— START OF Input for this task —
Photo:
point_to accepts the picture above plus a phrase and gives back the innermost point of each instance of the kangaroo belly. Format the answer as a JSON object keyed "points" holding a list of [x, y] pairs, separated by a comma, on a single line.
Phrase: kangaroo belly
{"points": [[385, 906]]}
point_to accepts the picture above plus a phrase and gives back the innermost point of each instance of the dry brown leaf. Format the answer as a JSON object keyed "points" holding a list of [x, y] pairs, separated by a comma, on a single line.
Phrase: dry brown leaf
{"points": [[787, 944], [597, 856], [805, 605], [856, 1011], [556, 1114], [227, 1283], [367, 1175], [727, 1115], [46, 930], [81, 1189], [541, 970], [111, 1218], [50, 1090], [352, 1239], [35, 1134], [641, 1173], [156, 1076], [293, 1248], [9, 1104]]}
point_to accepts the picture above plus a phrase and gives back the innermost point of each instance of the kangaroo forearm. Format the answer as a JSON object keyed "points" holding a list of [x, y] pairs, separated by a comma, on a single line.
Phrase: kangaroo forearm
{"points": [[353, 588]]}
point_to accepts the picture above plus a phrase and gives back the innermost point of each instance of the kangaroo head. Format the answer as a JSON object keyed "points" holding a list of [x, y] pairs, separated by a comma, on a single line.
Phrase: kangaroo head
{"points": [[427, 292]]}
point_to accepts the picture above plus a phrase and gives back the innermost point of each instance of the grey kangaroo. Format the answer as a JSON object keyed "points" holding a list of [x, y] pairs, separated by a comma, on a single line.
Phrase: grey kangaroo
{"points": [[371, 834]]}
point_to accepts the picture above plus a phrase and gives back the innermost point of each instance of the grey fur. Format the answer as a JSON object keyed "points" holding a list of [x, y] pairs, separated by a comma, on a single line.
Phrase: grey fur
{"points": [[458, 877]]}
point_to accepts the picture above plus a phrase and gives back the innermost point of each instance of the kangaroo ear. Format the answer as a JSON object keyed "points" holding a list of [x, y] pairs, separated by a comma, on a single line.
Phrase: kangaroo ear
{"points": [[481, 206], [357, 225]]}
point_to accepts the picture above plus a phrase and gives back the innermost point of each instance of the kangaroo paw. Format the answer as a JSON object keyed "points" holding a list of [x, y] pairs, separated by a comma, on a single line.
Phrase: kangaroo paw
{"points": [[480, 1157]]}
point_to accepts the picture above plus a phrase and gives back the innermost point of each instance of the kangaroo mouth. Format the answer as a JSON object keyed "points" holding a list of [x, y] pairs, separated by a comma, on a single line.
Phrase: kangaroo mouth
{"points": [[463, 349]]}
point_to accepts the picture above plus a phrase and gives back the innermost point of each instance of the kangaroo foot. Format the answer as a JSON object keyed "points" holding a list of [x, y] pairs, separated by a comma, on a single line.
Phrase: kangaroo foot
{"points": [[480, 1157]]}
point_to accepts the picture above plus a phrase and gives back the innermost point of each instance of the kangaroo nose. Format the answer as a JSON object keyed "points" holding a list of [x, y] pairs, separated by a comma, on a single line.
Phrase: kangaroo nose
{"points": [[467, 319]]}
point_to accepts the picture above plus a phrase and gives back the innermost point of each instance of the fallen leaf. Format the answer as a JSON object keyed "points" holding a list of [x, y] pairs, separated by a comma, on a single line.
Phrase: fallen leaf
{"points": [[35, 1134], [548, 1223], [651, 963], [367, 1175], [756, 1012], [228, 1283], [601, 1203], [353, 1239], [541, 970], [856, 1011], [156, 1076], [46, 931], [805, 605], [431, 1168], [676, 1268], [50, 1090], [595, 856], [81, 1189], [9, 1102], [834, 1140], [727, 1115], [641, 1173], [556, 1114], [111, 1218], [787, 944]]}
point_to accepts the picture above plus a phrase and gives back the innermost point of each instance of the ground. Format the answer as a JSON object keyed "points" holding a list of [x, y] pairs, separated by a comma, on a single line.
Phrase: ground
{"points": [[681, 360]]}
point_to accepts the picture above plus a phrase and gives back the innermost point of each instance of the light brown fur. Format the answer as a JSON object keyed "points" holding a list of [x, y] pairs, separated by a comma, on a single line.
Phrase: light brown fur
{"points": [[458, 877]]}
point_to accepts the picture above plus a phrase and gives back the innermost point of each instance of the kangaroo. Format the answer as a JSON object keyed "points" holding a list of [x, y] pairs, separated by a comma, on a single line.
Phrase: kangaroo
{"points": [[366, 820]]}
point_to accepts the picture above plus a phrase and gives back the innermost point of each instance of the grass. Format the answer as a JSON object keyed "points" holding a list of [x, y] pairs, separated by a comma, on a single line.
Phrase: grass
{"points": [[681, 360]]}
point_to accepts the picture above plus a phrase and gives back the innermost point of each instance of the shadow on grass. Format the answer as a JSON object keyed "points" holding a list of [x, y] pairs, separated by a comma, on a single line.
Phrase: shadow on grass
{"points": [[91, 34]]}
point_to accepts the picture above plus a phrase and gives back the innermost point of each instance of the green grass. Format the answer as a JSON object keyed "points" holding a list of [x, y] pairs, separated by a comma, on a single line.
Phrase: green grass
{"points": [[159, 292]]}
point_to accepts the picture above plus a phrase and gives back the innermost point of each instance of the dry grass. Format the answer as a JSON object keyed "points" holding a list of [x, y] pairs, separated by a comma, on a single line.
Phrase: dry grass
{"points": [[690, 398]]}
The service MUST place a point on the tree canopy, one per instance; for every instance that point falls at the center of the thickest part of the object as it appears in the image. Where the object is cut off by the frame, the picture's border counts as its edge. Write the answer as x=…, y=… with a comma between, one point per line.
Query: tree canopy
— END OF Input for this task —
• **What is asked**
Can you print all of the entries above again, word for word and unchanged?

• **Solution**
Photo:
point_to accepts the picture above plus a phrase and gives back the innermost point of each instance of the kangaroo belly. Format the answer as a JSON object keyed "points" holding a list of [x, y] pairs, separated by a comma, on a single line.
Phrase: kangaroo belly
{"points": [[385, 906]]}
point_to accepts the picture above plus a phrase and gives back the innermost point of each instance of the dry brown leaf. Format the answer as a JSON object keyed "points" holding a list of [x, y] pairs, separated by a comma, on a single line.
Phrase: dry brown leaf
{"points": [[787, 944], [597, 856], [805, 605], [856, 1011], [556, 1114], [227, 1283], [367, 1175], [727, 1115], [46, 930], [81, 1189], [541, 970], [111, 1218], [50, 1090], [352, 1239], [35, 1134], [641, 1173], [156, 1076], [293, 1248], [9, 1104]]}
point_to accepts the picture above plus a phrase and gives back the innermost point of each instance of the kangaroo forearm. Format the answer as a JSON object keyed "points" holding a list of [x, y] pairs, separated by a comma, on a single line.
Phrase: kangaroo forearm
{"points": [[353, 588]]}
point_to accepts the picture above plus a phrase and gives back the innermost point of each instance of the kangaroo head. Format the answer as a JSON object keyed "points" holding a list of [x, y] pairs, separated by a comma, on a single line.
Phrase: kangaroo head
{"points": [[427, 292]]}
point_to accepts the picture above plus a phrase and gives back the innermost point of each instance of the grey kangaroo. Format the answer as a JSON object keyed "points" holding a list of [x, y] pairs, separated by a comma, on a single line.
Phrase: grey kangaroo
{"points": [[371, 834]]}
point_to accepts the picture above plus a phrase and gives back the innermost point of each instance of the grey fur. Format the answer as a JSON object keyed "points" holding a list of [x, y] pairs, separated by a comma, on a single line.
Phrase: grey fur
{"points": [[458, 877]]}
point_to accepts the picture above plus a phrase and gives back the innermost point of each instance of the kangaroo ear. Format the answer as a JSON object keyed "points" holding a list of [x, y] pairs, separated by a comma, on a single line.
Phrase: kangaroo ear
{"points": [[481, 206], [357, 225]]}
point_to accepts the picture above plus a phrase and gives back the innermost point of each instance of the kangaroo paw. Format the answer as a JSON object keyed "points" holding a list of [x, y] pairs, separated by a comma, on a single line.
Phrase: kangaroo paw
{"points": [[480, 1157]]}
point_to accepts the picture above plus a phrase and gives back the innermost point of each instance of the kangaroo mouth. Format the answer as a JSON object keyed "points" holding a list of [x, y] pairs, separated by a comma, on a single line.
Phrase: kangaroo mouth
{"points": [[463, 349]]}
point_to accepts the picture above plus a phrase and gives back the innermost point of each instance of the kangaroo foot. Format the answer as a JSON object keyed "points" holding a list of [x, y] pairs, separated by a comma, on a single line.
Phrase: kangaroo foot
{"points": [[480, 1157]]}
point_to accepts the picture above plus a phrase and gives back the innermost point of each instance of the kangaroo nose. Format the answer as a JSON object keyed "points" holding a list of [x, y] pairs, separated by a comma, on a single line.
Phrase: kangaroo nose
{"points": [[467, 319]]}
point_to accepts the picture above plus a phrase and gives back the innermost point of each instance of the fallen leaf. Format the answer as a JSON object keyed "points" holding a list of [x, y] pairs, separated by a comma, on a single line.
Phrase: fallen leaf
{"points": [[35, 1134], [548, 1223], [651, 963], [367, 1175], [756, 1012], [228, 1283], [601, 1203], [353, 1239], [541, 970], [856, 1011], [156, 1076], [46, 931], [805, 605], [431, 1168], [676, 1268], [50, 1090], [595, 856], [81, 1189], [9, 1102], [834, 1140], [727, 1115], [641, 1173], [556, 1114], [111, 1218], [787, 944]]}
point_to accepts the picture above plus a phrase and gives back the innermost point of each instance of the ground. Format the answer as a JSON object keyed "points" holding a list of [x, y] pairs, separated by a comma, on a single line.
Phrase: ground
{"points": [[681, 360]]}
point_to accepts the picture above plus a phrase and gives back the innermost point of each instance of the light brown fur. Format the answer as a JSON object keyed "points" holding a list of [x, y] pairs, separated by a comma, on a single line.
Phrase: light brown fur
{"points": [[458, 877]]}
point_to accepts the picture above plus a phrase and gives back the innermost point of each instance of the kangaroo. Format the answer as a JSON object keyed "points" holding a list of [x, y] pairs, separated by a comma, on a single line.
Phrase: kangaroo
{"points": [[366, 820]]}
point_to accepts the picture above plus a phrase and gives back the innermost point of each instance of the grass. Format the answer as a JSON object keyed "points" holding a list of [x, y] pairs, separated by a comma, on a single line.
Phrase: grass
{"points": [[681, 360]]}
point_to accepts the picture above plus a phrase and gives back the innermost point of each instance of the shadow on grass. Format the answer as a JSON object keyed "points" holding a list of [x, y] pairs, separated by a comma, on a single line.
Phrase: shadow on grass
{"points": [[91, 34]]}
point_to accepts the picture above plus a phrase and gives back the innermost point of each instance of the green grass. Format the answer as a JSON object keyed "points" holding a list of [x, y] pairs, separated by a comma, on a single line.
Phrase: green grass
{"points": [[159, 292]]}
point_to accepts the picture above plus a phrase and gives back the innermost point of each instance of the dry grass. Format the answer as a JSON object keyed "points" holding a list of [x, y] pairs, separated by a comma, on a single line.
Phrase: dry grass
{"points": [[690, 398]]}
The service MUST place a point on the tree canopy, one per instance; for every instance that point falls at the center of the thickest part of the object as it appears in the image. Where the object is cut off by the frame, the picture's border counts as its edge. Write the answer as x=…, y=… with a comma between, one point per line.
Query: tree canopy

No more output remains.